Aim of the task =>
Starting at the first line of the data below, write out each line exactly until you reach the line containing "point: one pixel per instance, each like <point>115,418</point>.", and include that line too.
Data for the task section start
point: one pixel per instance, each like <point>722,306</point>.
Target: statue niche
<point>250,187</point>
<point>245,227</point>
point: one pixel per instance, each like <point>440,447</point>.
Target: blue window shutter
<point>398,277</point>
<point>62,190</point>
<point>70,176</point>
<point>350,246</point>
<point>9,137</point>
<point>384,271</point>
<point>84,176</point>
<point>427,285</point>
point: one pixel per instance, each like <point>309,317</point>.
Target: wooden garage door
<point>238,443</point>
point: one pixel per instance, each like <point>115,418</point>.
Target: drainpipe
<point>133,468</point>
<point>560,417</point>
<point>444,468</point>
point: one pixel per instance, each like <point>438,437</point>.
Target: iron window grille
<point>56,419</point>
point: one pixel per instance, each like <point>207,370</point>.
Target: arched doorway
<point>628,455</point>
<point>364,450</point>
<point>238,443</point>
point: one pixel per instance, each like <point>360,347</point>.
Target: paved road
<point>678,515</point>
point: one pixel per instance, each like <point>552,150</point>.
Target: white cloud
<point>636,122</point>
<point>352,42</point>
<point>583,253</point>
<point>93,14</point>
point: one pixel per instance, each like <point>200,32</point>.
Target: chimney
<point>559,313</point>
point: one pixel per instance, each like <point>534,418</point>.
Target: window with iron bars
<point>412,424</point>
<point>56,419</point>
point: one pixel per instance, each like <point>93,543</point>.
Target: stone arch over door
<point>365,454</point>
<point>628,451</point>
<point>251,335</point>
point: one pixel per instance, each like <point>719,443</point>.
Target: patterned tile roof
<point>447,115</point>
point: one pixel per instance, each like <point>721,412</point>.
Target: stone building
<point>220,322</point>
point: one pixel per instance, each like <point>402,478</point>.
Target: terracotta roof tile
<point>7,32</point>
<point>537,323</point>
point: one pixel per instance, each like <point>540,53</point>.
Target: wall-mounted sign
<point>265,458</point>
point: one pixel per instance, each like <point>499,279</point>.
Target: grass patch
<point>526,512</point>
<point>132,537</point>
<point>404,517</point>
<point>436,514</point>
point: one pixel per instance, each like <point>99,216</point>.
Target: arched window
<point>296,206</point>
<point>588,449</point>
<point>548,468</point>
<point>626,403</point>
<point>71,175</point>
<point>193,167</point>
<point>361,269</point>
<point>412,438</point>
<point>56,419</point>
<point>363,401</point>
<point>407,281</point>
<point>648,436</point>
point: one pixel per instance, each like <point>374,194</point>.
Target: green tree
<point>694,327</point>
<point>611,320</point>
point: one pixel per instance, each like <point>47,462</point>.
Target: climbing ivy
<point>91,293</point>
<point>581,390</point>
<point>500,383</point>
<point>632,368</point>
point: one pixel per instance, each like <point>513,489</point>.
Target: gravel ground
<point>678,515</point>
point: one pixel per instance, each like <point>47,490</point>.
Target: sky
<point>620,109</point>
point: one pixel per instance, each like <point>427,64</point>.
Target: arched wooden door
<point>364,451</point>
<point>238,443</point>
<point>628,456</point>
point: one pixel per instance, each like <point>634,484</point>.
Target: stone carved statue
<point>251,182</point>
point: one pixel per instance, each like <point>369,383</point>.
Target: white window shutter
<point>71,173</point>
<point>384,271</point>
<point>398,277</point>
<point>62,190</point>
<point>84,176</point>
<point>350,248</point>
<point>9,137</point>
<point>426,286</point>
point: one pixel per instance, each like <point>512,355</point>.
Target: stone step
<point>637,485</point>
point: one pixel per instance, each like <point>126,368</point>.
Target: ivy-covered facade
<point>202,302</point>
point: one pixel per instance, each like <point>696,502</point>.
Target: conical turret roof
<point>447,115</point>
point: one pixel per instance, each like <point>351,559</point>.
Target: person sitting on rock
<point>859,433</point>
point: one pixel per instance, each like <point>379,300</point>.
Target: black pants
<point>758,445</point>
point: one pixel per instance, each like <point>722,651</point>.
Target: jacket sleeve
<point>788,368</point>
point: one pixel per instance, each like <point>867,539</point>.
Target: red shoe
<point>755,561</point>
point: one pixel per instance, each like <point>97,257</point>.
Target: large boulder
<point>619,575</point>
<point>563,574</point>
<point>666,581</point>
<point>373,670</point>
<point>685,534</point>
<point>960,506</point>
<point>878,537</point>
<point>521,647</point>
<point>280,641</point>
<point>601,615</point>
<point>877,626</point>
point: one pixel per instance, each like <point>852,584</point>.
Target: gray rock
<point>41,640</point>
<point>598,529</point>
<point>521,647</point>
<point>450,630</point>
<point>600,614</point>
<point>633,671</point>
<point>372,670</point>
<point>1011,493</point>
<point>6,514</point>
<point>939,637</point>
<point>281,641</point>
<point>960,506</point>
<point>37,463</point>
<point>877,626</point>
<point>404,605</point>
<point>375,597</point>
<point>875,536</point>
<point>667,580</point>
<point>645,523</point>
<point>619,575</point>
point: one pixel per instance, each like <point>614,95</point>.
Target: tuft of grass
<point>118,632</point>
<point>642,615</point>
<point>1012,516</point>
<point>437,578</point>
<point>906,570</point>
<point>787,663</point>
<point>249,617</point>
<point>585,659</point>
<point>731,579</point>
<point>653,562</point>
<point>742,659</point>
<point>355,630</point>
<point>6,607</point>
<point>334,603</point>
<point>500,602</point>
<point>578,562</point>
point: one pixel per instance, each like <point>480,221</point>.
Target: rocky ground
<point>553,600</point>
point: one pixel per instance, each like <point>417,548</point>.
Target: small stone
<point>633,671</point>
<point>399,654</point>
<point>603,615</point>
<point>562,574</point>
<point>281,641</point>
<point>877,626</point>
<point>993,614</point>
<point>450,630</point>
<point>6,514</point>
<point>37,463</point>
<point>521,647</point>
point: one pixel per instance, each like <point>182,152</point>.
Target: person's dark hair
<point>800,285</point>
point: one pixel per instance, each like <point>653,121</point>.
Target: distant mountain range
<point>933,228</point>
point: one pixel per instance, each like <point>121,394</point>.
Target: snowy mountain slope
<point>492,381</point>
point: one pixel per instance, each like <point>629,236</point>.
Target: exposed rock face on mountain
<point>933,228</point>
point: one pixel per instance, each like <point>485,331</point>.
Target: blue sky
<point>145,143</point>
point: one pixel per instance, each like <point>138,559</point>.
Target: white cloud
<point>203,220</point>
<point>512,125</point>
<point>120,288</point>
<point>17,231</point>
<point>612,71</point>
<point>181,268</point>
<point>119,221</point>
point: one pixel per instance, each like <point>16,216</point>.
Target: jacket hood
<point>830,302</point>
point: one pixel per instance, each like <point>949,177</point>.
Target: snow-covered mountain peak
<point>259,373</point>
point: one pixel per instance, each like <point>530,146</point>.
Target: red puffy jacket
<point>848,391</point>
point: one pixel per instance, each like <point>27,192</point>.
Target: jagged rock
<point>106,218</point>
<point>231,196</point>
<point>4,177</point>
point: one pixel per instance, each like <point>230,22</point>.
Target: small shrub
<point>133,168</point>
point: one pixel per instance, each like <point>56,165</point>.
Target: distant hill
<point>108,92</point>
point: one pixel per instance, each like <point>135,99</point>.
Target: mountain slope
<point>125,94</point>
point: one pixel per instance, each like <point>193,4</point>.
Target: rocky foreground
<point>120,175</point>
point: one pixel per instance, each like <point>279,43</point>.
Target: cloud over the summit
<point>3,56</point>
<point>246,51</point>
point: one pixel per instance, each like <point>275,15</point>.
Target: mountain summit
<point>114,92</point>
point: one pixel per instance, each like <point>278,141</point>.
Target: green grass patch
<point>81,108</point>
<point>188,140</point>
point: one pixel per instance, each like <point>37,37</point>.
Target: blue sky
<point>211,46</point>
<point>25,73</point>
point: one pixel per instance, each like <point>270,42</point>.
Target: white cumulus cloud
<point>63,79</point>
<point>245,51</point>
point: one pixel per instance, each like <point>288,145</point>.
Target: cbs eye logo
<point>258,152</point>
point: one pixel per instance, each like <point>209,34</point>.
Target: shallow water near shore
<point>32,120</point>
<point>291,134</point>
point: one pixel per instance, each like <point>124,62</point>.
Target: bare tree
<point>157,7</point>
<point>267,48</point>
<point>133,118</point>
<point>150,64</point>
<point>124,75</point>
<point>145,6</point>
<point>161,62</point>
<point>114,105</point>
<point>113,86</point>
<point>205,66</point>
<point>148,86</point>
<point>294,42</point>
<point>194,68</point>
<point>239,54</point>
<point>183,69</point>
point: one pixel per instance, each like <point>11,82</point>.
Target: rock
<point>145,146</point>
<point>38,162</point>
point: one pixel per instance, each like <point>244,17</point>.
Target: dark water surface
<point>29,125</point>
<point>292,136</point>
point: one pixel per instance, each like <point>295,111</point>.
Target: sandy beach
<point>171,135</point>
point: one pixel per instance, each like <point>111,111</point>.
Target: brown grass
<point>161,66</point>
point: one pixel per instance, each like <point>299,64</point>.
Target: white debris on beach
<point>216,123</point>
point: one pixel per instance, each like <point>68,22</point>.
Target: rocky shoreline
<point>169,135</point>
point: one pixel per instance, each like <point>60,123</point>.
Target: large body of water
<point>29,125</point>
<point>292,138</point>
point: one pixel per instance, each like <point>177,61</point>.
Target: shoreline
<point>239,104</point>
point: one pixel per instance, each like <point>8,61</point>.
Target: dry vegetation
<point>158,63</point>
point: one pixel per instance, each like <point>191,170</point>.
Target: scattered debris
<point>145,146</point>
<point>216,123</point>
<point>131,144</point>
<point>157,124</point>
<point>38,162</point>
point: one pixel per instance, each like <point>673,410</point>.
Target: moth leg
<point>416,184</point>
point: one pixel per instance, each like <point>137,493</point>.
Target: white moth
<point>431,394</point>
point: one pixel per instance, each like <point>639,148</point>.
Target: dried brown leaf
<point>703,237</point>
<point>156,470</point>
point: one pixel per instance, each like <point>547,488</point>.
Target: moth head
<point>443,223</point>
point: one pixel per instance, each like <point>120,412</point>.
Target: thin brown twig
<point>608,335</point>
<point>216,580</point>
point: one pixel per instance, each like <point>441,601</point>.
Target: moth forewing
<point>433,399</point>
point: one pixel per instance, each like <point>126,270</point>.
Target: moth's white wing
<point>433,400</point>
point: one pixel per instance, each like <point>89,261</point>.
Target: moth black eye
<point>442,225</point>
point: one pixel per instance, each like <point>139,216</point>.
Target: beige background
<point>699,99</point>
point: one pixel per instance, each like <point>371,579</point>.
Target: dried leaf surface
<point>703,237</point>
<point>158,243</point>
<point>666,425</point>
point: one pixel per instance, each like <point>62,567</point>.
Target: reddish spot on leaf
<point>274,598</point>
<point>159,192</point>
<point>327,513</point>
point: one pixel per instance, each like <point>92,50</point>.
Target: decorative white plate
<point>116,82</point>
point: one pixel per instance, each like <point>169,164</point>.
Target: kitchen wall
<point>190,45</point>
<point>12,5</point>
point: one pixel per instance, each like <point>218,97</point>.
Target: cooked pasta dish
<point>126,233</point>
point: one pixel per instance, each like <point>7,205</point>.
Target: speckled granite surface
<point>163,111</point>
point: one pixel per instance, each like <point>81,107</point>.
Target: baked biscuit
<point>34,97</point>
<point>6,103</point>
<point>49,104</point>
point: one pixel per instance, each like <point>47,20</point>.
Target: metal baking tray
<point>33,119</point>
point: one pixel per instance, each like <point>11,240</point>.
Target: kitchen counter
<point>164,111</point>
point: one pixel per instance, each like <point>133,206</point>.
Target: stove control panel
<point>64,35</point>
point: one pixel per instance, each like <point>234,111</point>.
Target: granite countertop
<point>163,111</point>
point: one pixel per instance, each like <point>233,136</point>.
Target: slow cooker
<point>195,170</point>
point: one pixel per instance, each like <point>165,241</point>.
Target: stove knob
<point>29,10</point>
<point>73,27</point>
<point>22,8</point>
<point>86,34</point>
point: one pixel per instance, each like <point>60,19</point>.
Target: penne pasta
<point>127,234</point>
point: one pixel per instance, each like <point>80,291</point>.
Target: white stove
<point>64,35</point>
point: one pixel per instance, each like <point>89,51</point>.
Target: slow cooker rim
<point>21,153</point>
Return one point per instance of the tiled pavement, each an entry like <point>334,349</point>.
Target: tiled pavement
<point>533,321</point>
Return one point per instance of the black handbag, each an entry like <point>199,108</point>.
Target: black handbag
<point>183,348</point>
Data for the task section end
Reply =>
point: one pixel per instance, each like <point>722,306</point>.
Target: statue niche
<point>250,187</point>
<point>245,227</point>
point: one pixel per instance, each like <point>440,447</point>.
Target: blue window shutter
<point>398,277</point>
<point>62,190</point>
<point>70,176</point>
<point>350,246</point>
<point>9,137</point>
<point>384,271</point>
<point>84,176</point>
<point>427,285</point>
point: one pixel per instance, each like <point>309,317</point>.
Target: wooden garage door
<point>238,443</point>
point: one pixel per instance, each like <point>115,418</point>.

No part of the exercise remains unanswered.